— start of TEXT SEGMENT —

Matthew (12th), Mason (12th), Victoria (12th) and Garrett (11th) watch Trinity Aviation’s Simon Diver working on parts for the plane owned by pilot Tibor Farkas (pictured below)

The Georgetown and East View High School Aeronautics and Engineering students work year-round to build their knowledge and hone skills in aviation. At any given time, there are 24 students in rotation between the classroom, the airport and the lab where they are building an RV-12 like the one pictured left; built and owned by Haruko Reece.

Director Dan Wyant is working hard to expose the kids to everything in the aviation industry; mechanics to rockets. “There are opportunities in the industry today that haven’t existed in a generation. We have known for years that a pilot shortage was coming and it’s here today. The market is wide open for students to have a career in everything from engineering to Space-X.”

Wyant says there are ten jobs to support every pilot and there is a need for pilots nation-wide due to fewer pilots being trained by or leaving the military. Currently, two GISD students have their licenses and more are in the works; one was even awarded a scholarship for training funded by actor Harrison Ford.

The students are looking forward to future STEM-based careers and they report the hands-on experience is different than anything they could get in school. Matthew says, “For me, this is much better than building a bench in a shop class. There is nothing boring about being at the airport and it is a great opportunity for us to have an airport right here in town with people willing to help us.”

Wyant agrees; “We are fortunate to have so much cool stuff right here. Sometimes the kids are here just sweeping the floor but they also have the opportunity to work on a B-25 bomber or [airport director] Russ Volk invites them up to the control tower to learn about airport logistics sand management. This is a big business for Georgetown and it’s a valuable experience for the students.”

The December 12 airport rotation was the last day before Christmas break but Wyant reports most of the students plan to come in on their time off because they just don’t want to stay away.

— end of TEXT SEGMENT —
— start of INFORMATION PROVIDED —

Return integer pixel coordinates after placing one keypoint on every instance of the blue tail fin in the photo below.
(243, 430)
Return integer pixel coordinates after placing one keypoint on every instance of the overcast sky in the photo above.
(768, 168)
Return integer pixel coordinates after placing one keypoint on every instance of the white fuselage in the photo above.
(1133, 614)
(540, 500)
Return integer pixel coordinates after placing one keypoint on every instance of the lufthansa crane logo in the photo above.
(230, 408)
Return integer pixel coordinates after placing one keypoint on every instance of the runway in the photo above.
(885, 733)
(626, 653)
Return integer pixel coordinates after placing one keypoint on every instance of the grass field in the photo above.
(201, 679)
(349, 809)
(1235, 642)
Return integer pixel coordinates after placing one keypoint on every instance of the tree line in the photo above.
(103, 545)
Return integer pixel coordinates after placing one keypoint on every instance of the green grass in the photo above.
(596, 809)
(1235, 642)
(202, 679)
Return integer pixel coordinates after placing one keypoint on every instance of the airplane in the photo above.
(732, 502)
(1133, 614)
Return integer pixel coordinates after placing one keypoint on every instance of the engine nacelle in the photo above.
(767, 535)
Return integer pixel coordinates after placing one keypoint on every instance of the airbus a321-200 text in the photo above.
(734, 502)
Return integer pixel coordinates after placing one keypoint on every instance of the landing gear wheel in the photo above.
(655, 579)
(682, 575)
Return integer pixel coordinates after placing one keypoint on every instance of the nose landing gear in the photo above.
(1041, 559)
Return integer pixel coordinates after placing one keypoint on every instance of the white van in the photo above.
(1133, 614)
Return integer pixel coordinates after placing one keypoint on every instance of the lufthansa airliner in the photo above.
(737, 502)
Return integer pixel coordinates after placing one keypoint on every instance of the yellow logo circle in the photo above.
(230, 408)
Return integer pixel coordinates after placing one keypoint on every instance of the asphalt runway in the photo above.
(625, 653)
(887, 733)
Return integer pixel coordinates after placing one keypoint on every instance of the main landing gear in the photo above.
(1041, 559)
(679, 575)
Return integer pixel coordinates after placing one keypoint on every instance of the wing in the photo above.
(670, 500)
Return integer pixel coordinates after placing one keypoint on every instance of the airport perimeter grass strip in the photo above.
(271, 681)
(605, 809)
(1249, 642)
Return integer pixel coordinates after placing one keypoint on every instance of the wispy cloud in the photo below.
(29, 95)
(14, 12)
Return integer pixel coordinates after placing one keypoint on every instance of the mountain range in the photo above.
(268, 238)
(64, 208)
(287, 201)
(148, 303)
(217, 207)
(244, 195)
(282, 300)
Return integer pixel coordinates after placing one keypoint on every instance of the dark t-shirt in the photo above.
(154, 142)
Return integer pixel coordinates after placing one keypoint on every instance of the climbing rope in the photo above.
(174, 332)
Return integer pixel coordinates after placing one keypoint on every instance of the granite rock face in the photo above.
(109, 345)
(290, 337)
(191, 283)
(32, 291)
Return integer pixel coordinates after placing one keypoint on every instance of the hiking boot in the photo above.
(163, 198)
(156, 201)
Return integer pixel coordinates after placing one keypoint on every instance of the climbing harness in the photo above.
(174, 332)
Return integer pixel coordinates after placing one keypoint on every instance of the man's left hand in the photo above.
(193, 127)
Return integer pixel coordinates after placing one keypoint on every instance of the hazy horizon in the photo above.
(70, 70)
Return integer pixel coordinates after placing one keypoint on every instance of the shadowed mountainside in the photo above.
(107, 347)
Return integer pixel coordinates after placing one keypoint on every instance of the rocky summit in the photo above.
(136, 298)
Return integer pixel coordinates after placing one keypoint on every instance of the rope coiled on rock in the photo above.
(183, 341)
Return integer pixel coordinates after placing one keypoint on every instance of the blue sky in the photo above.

— end of INFORMATION PROVIDED —

WHAT YOU WILL DO.
**1.** Can you change the aviation program article from "The December 12" through "to stay away.", beginning at the words that have "The December 12" and stopping after "to stay away.", with "Christmas break" replaced by "winter break"?
**2.** How would you sum up the aviation program article in two sentences?

COMPLETE ANSWERS.
**1.**
The December 12 airport rotation was the last day before winter break but Wyant reports most of the students plan to come in on their time off because they just don’t want to stay away.

**2.** Aeronautics and Engineering students from Georgetown and East View High Schools rotate among the classroom, the airport and a lab where they are building an RV-12, gaining hands-on aviation experience year-round. Director Dan Wyant says a pilot shortage has left the industry wide open for students, and the students value learning at the local airport so much that most plan to come in during Christmas break.